In a recent New York Times op/ed that is creating a buzz on the blogosphere, Alexander Berger tries to persuade people that donating a kidney while you’re alive is no big deal. He says that donating a kidney is easy, and writes:
When I first told some friends and family that I wanted to donate a kidney, they assumed I’d gone off my rocker. They saw it as a crazy act of self-sacrifice, rather than what it is — one of the many ways a reasonably altruistic person can help others.
Yet he gives one key datum that I found incredibly sobering. If he’s right about this datum, then he successfully talked me out of ever donating a kidney to a stranger. Here’s the datum:
I am 21, but even for someone decades older, the risk of death during surgery is about 1 in 3,000.
Whoa! Really? That’s huge. Let’s put it in perspective. 1 in 3,000 is 33 in 100,000. So look at Table 2 in this Concise Encyclopedia article by Aaron and Adam Wildavsky.
The probability of death in a year in some of the riskiest occupations is the same order of magnitude. Per 100,000 people at risk in farming it’s 28, in mining 27, and in police work 20.
When, as senior economist for health policy with the Council of Economic Advisers, I wrote my memo on why kidney sales should be legal, I mistakenly left out this risk.

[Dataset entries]
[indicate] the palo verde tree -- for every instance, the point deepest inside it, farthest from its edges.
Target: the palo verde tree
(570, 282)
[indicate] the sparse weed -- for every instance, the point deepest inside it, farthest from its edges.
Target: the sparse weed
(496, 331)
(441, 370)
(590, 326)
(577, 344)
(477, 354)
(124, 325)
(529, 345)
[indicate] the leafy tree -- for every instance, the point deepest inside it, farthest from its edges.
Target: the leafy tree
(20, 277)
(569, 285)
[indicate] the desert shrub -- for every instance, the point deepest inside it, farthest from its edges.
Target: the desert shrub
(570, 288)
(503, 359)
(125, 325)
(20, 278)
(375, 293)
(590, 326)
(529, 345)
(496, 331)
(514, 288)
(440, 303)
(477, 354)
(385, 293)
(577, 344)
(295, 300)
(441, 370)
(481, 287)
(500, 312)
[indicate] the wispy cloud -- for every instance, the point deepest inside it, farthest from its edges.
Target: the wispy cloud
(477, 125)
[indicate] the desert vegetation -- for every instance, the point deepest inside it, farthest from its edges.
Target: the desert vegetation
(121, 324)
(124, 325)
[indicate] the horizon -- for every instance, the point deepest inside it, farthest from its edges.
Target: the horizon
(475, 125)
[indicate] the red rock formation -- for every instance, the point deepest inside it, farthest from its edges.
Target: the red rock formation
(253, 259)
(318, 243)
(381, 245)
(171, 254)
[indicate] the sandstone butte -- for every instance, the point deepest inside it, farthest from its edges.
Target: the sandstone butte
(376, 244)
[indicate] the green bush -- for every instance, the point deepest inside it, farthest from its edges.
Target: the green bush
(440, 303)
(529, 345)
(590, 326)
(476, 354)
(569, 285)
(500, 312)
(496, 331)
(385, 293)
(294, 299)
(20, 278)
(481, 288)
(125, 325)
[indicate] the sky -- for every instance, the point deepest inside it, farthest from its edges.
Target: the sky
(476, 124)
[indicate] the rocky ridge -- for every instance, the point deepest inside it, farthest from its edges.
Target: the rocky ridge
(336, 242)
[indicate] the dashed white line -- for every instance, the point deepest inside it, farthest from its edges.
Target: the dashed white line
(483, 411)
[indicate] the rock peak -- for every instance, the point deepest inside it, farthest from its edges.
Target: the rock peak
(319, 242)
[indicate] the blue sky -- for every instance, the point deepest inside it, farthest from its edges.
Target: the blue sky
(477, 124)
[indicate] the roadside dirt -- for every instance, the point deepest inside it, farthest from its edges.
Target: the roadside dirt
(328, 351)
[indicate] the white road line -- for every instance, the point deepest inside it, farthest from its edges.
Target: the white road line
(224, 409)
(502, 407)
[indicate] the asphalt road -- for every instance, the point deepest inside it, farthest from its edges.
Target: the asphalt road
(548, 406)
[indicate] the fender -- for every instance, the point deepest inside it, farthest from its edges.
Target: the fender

Exercise brief:
In the text on kidney donation, what risk of death during surgery does Alexander Berger give?

Output below:
About 1 in 3,000.